• [Passage shown]:

|---|

[Lustre-discuss] Lustre client error
Jagga Soorma
jagga13 at gmail.com
Wed Feb 16 09:39:02 PST 2011
Another thing that I just noticed is that after deactivating a OST on the
MDS, I am no longer able to check the quota's for users. Here is the
message I receive:
--
Disk quotas for user testuser (uid 17229):
Filesystem kbytes quota limit grace files quota limit
grace
/lustre [0] [0] [0] [0] [0] [0]
Some errors happened when getting quota info. Some devices may be not
working or deactivated. The data in "[]" is inaccurate.
--
Is this normal and expected? Or am I missing something here?
Thanks for all your support. It is much appreciated.

|---|

• [Task objective]: Give every distinct column heading in the quota table quoted in the Lustre forum post, naming each only once. The lines after this point have no connection to the Lustre forum post.

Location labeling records
|---|

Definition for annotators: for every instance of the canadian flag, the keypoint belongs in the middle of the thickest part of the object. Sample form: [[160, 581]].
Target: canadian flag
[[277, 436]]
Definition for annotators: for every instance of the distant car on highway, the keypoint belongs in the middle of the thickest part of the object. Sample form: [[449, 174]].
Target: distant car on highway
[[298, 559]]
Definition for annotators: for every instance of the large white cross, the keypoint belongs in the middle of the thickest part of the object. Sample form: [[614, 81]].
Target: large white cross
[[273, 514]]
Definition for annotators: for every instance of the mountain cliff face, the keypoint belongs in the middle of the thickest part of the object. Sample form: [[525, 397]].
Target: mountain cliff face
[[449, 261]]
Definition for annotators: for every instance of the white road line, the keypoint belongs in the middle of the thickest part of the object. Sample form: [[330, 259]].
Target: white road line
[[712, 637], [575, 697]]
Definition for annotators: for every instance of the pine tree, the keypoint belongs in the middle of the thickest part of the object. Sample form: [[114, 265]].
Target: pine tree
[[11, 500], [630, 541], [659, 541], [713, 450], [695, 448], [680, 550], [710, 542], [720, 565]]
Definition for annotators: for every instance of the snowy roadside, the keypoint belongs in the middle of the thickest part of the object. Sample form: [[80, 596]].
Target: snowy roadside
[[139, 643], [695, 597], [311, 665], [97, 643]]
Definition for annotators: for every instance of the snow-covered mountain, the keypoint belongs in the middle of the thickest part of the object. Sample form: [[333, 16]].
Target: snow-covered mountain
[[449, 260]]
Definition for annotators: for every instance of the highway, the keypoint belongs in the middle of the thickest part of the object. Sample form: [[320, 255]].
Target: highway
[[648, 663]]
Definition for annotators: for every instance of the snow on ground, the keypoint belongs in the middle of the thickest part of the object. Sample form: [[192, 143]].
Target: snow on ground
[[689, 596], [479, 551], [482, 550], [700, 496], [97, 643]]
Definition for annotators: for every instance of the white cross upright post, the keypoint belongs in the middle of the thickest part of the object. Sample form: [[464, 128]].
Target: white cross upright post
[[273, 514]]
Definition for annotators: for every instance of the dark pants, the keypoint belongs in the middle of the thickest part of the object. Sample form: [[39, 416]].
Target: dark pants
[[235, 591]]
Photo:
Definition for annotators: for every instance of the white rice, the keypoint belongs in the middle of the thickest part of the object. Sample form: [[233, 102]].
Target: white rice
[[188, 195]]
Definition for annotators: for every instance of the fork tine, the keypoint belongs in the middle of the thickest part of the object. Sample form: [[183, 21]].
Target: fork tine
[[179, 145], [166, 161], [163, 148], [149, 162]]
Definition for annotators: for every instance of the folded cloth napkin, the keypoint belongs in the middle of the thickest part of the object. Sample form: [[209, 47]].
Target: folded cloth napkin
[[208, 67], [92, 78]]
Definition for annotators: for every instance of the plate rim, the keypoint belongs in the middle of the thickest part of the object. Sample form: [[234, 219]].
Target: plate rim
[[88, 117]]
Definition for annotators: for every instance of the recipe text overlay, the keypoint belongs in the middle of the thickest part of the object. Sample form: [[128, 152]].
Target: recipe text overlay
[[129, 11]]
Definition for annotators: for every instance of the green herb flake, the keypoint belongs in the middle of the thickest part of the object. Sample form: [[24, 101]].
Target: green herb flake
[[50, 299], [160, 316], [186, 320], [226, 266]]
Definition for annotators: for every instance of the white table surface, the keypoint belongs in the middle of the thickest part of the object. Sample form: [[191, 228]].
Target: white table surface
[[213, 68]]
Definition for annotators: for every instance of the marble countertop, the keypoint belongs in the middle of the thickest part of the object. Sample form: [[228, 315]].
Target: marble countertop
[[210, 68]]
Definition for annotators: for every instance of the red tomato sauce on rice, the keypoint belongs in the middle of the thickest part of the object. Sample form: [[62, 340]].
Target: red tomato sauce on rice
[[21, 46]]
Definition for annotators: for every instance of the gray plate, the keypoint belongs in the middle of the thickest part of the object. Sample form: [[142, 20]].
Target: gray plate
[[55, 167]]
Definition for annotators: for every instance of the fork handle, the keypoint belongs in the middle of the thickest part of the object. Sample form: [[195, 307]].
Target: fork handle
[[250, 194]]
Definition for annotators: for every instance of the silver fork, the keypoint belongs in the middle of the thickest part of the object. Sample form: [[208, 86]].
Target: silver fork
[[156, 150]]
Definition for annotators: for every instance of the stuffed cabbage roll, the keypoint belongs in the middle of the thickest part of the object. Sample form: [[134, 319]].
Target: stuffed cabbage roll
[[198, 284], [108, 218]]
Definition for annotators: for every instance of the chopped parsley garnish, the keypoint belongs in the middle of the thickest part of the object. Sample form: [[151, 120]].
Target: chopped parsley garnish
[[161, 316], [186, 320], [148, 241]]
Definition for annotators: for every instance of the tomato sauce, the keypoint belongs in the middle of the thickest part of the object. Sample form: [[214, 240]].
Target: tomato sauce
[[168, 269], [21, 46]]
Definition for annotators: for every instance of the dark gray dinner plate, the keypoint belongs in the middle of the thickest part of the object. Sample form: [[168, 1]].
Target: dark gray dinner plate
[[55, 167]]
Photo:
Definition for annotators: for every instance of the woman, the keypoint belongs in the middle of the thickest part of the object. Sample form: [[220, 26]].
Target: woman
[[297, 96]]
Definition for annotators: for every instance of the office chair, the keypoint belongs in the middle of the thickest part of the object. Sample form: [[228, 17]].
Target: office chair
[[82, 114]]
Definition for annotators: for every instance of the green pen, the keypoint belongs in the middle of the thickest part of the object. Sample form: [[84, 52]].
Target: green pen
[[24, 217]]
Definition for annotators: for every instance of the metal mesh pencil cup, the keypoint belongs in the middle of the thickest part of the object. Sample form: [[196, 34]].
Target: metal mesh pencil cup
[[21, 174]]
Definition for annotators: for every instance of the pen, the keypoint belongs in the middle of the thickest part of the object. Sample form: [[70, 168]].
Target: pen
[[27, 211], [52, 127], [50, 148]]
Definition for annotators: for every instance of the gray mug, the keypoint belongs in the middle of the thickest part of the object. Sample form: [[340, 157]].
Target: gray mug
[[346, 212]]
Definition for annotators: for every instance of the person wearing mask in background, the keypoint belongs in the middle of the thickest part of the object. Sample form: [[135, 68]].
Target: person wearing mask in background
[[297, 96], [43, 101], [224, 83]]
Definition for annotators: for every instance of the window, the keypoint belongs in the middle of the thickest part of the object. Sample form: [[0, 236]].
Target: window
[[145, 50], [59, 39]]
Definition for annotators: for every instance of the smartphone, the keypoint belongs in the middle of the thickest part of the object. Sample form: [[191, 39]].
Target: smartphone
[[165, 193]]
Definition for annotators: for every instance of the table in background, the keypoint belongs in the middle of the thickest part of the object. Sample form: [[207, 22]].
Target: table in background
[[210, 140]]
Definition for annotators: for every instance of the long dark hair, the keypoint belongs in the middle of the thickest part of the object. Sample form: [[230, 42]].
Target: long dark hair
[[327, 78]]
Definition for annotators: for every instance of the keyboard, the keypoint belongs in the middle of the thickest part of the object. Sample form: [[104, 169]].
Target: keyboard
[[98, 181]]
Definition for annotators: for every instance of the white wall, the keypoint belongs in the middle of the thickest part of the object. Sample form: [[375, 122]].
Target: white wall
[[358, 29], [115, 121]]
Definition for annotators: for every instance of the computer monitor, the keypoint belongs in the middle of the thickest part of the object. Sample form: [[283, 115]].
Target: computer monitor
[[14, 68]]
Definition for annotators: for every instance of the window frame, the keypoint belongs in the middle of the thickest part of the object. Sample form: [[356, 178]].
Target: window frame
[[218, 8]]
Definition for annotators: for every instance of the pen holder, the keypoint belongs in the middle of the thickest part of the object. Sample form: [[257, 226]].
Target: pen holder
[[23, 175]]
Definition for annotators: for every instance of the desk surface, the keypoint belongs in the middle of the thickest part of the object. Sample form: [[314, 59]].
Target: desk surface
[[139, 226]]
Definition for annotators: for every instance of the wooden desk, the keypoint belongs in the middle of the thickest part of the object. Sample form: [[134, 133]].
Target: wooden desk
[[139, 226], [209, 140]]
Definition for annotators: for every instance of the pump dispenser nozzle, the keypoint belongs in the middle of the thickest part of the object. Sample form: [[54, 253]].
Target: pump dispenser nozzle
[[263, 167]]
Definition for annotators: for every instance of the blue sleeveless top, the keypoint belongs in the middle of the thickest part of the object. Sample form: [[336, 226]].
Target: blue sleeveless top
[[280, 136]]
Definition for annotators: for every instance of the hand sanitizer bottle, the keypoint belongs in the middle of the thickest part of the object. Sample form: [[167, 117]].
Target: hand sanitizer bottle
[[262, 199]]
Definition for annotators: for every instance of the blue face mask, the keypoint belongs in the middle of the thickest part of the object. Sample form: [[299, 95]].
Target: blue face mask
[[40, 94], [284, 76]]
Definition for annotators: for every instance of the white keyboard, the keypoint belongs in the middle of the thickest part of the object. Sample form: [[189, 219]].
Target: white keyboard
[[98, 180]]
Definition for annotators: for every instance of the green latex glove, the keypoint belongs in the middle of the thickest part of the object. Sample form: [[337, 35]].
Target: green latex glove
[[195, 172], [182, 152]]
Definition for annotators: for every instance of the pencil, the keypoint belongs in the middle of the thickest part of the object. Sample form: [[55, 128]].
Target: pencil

|---|

• [Expected output]: Filesystem, kbytes, quota, limit, grace, files